» **Aim**
Find the line that contains "Reviewer note: check that each instance of the bird's body". Then set down that line and all the lines after it, to the end of the records, exactly and with nothing added.

» **Provided data**
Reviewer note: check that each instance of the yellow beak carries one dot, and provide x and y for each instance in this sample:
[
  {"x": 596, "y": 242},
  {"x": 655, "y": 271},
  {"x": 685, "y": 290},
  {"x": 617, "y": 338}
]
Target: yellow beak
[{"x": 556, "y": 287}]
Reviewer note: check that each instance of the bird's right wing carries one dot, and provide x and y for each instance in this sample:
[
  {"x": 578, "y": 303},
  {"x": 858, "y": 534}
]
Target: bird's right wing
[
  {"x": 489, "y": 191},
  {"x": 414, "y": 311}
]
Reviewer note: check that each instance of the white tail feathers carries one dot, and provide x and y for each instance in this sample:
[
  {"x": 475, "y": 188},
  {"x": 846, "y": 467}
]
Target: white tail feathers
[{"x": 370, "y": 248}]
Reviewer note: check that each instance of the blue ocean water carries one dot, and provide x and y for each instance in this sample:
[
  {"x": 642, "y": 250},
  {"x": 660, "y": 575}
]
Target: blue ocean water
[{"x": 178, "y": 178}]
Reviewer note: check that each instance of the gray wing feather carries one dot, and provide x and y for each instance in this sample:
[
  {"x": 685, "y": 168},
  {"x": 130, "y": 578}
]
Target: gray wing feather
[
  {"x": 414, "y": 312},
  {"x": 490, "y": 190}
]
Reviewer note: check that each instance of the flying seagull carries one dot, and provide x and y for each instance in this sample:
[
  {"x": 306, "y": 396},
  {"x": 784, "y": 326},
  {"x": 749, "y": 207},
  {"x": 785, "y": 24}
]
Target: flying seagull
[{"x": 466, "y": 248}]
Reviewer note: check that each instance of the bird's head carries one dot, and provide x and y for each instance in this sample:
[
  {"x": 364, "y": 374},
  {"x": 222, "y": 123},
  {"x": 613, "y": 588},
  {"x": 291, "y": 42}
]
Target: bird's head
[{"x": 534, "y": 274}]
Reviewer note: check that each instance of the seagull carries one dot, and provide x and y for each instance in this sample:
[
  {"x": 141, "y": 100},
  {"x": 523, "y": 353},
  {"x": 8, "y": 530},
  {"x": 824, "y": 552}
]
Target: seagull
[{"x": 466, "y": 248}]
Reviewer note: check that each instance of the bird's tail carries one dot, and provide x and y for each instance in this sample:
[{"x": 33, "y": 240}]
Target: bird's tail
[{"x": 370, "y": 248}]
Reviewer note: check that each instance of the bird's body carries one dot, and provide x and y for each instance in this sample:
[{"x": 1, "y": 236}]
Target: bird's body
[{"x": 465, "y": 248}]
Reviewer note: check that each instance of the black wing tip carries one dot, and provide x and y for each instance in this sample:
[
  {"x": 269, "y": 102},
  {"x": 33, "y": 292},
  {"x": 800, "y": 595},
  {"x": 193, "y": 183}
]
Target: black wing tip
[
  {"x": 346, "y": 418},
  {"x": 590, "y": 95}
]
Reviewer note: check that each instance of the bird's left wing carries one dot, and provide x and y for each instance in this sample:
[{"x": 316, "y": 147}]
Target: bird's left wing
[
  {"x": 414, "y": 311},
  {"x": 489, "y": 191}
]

» **Exercise output**
Reviewer note: check that each instance of the bird's body carries one dot, and provide x and y for each instance in this sample:
[{"x": 1, "y": 236}]
Target: bird's body
[{"x": 465, "y": 248}]
Reviewer note: check that each instance of the black wing tip carries one dot, and provide x and y for each instance in this sample:
[
  {"x": 269, "y": 102},
  {"x": 33, "y": 292},
  {"x": 800, "y": 595},
  {"x": 193, "y": 183}
]
Target: black wing tip
[
  {"x": 346, "y": 418},
  {"x": 590, "y": 95}
]
Reviewer note: check that each instance of the bird's left wing carries one dot, and provide x and y for each instance in this sample:
[{"x": 316, "y": 147}]
Target: bird's left wing
[
  {"x": 414, "y": 311},
  {"x": 489, "y": 191}
]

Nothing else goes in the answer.